▶ **SCHRIFTLICHE AUFGABEN**:
#1 Gib aus dem Textauszug über die Zuständigkeit für Rechtsstreitigkeiten einen Abschnitt wortgetreu wieder. Setze bei den Worten „2. Sofern es“ ein und höre nach „2 aufgeführten Bezirken.“ auf.
#2 Führe den Text über die Zuständigkeit für Rechtsstreitigkeiten im Anschluss an seinen letzten Satz weiter.

1. Sofern es sich um die Anwendung des vom Jahre 1900 ab geltenden Rechts handelt, aus dem ganzen Reiche, andernfalls mit Ausnahme der unter III Ziff. 3 bezeichneten Bezirke, vorbehaltlich der besonderen Bestimmung bei b, die Rechtsstreitigkeiten über:
a) Ansprüche aus Enteignungen auf Grund von Reichs- und Landesgesetzen (einschließlich des Preuß. Ortsstraßengesetzes vom 2. Juli 1875 sowie auch des § 75 Einl. zum Preuß. AllLR, soweit es sich um dingliche Rechte handelt),
b) bergrechtliche und wasserrechtliche Verhältnisse, soweit nicht V. Ziff. 2 zutrifft,
c) Jagd- und Fischereirechte nebst Pachtverträgen hierüber und Wildschadenersatz,
d) Ansprüche aus Versicherungsverhältnissen, mit Ausnahme der unter I. Ziff. 3 fallenden Sachen, sofern die Klage vor dem Jahre 1900 eingereicht ist,
e) Anfechtungsklagen von Rechtsgeschäften eines Schuldners zum Nachteil seiner Gläubiger im Konkurs (KO §§ 29-42 nebst § 196) und außerhalb desselben (Anfechtungsgesetz vom 21. Juli 1879) einschließlich von behaupteter Simulation,
f) Vergleiche (BGB § 779), Schiedsverträge und Schiedssprüche (ZPO §§ 1025ff. nebst § 274 Abs. 2 Ziff. 3) sowie auch Zwangsvollstreckungen, außer in unbewegliches Vermögen,
g) Steuern und Stempel auf Grund von Reichs- und Landesgesetzen.
2. Sofern es sich um die Anwendung des vom Jahre 1900 ab geltenden Rechts handelt, ferner aus dem ganzen Reiche:
a) die Rechtsstreitigkeiten über Werkverdinge (BGB §§ 631ff.),
b) die Rechtsstreitigkeiten über Dienstbarkeiten (einschließlich von Notwegen), Reallasten und sonstige dingliche Rechte an fremden Grundstücken, außer den unter V Ziff. 1 aufgeführten, nebst Rechtsgeschäften hierüber,
c) alle Rechtssachen, für welche in zweiter Instanz das Oberlandeskulturgericht in Berlin zuständig ist; andernfalls nur die unter IV Ziff. 2 aufgeführten Bezirken.

▶ **BEREITGESTELLTE AUFLISTUNG**:

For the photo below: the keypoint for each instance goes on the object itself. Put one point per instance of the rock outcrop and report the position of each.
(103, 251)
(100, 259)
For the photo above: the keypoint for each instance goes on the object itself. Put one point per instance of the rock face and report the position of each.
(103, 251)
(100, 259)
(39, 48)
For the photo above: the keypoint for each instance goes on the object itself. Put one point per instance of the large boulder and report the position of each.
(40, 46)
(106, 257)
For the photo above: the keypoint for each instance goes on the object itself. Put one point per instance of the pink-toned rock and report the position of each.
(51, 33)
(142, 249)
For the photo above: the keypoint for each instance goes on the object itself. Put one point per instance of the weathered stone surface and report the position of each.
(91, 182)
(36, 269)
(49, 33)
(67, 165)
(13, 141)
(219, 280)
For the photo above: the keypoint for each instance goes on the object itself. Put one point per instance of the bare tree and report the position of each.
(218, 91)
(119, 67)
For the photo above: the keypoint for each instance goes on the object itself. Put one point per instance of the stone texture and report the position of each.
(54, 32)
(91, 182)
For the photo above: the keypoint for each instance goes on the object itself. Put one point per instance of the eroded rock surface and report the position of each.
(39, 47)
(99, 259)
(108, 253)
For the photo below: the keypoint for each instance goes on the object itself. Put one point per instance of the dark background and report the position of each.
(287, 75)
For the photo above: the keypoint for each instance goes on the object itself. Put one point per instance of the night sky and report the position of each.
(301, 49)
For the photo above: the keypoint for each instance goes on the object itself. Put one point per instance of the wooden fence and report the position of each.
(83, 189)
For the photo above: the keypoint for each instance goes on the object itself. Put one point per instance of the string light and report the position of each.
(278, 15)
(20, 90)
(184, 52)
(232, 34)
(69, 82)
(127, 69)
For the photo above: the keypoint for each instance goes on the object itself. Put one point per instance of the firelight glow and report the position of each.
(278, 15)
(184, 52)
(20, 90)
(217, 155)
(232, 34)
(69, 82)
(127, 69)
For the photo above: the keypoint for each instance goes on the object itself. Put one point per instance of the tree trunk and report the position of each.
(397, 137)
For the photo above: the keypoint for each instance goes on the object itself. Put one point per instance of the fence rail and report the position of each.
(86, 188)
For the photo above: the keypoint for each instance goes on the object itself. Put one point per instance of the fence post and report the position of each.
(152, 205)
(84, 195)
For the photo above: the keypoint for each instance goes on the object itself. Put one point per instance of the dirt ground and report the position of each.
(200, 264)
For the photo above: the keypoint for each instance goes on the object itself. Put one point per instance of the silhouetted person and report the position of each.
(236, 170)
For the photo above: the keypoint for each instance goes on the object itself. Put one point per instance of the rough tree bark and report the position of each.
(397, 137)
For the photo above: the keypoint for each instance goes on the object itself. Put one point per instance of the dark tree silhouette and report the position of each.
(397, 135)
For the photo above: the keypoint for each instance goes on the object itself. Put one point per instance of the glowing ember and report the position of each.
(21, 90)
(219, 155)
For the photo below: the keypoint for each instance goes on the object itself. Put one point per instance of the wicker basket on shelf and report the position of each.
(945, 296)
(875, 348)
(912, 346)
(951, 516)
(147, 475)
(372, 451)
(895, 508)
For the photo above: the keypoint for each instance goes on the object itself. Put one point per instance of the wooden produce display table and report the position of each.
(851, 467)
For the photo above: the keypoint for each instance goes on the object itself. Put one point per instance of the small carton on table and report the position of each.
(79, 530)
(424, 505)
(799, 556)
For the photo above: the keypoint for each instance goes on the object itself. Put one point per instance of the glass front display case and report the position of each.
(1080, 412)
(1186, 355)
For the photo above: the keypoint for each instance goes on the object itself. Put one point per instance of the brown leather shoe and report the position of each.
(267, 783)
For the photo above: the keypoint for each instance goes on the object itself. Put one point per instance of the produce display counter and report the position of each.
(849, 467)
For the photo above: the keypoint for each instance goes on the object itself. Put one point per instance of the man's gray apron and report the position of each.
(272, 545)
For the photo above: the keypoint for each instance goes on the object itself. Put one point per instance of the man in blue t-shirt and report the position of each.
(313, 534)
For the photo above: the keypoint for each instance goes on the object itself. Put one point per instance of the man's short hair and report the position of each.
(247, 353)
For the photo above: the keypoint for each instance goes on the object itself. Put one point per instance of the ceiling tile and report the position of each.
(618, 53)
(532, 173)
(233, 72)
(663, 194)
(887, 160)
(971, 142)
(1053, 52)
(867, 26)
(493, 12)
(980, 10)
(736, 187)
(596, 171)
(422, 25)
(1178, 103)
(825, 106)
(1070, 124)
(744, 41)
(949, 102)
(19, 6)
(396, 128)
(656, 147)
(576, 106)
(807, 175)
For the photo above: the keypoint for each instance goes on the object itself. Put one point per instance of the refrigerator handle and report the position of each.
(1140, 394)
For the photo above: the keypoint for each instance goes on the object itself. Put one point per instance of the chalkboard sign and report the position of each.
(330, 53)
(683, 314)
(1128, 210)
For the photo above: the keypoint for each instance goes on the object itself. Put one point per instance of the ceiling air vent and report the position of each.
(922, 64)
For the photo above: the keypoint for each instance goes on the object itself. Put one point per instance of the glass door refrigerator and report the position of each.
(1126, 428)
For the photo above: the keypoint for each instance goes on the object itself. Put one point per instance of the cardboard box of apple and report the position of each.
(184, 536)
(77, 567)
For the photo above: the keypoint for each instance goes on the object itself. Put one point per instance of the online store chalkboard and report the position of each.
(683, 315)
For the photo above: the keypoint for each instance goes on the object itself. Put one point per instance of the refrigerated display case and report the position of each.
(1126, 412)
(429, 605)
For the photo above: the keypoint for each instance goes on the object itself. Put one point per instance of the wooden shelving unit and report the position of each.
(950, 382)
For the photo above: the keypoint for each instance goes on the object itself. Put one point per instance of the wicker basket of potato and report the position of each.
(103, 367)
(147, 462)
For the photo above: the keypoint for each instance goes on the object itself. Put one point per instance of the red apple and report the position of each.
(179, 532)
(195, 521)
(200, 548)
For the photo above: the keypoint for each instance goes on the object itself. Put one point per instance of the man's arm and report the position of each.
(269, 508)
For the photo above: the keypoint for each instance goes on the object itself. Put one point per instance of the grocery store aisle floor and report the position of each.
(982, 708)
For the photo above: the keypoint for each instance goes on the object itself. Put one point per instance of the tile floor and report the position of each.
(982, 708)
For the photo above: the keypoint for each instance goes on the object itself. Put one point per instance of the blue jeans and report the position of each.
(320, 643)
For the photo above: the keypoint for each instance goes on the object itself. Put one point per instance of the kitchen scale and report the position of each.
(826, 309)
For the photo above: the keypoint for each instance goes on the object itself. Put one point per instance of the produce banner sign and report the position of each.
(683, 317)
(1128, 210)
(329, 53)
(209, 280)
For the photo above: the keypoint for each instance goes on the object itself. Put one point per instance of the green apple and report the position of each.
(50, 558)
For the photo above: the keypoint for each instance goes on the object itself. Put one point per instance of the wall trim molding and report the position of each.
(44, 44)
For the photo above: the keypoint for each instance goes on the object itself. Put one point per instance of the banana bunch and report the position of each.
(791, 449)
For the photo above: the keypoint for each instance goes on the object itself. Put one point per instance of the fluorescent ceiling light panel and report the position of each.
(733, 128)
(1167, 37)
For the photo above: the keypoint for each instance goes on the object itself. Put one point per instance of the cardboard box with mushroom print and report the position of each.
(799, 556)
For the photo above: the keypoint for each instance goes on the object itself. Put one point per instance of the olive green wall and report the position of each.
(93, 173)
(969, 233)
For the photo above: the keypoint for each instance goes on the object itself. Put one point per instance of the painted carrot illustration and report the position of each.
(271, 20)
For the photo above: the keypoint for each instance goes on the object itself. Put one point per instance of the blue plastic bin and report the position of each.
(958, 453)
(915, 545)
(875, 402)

▶ **SCHRIFTLICHE ANTWORTEN**:
#1
2. Sofern es sich um die Anwendung des vom Jahre 1900 ab geltenden Rechts handelt, ferner aus dem ganzen Reiche:
a) die Rechtsstreitigkeiten über Werkverdinge (BGB §§ 631ff.),
b) die Rechtsstreitigkeiten über Dienstbarkeiten (einschließlich von Notwegen), Reallasten und sonstige dingliche Rechte an fremden Grundstücken, außer den unter V Ziff. 1 aufgeführten, nebst Rechtsgeschäften hierüber,
c) alle Rechtssachen, für welche in zweiter Instanz das Oberlandeskulturgericht in Berlin zuständig ist; andernfalls nur die unter IV Ziff. 2 aufgeführten Bezirken.

#2
3. Sofern es sich nicht um die Anwendung des vom Jahre 1900 ab geltenden Rechts handelt, aus dem Oberlandesgerichtsbezirken Breslau, Hamm, Naumburg (mit Ausnahme der thüringischen und anhaltischen Landesteile) und Posen die Rechtsstreitigkeiten über Ansprüche aus Kauf und Tausch von beweglichen Sachen und Forderungen mit Ausnahme von Wertpapieren.“

1904: der Senat hat

– abgegeben an den V. Zivilsenat die Rechtsstreitigkeiten über bergrechtliche Verhältnisse, VII. Ziff. I b,
– und übernommen
a) vom I. Zivilsenat die unter I Ziff. 5 bezeichneten Rechtsstreitigkeiten mit Ausnahme derjenigen über Wertpapiere,
b) vom II. Zivilsenat die unter II. Ziff. 1 a und c bezeichneten Rechtsstreitigkeiten und
c) vom III. Zivilsenat die Rechtsstreitigkeiten über Versicherungsverhältnisse, III. Ziff. 2, soweit sie ihm noch nicht zugewiesen waren.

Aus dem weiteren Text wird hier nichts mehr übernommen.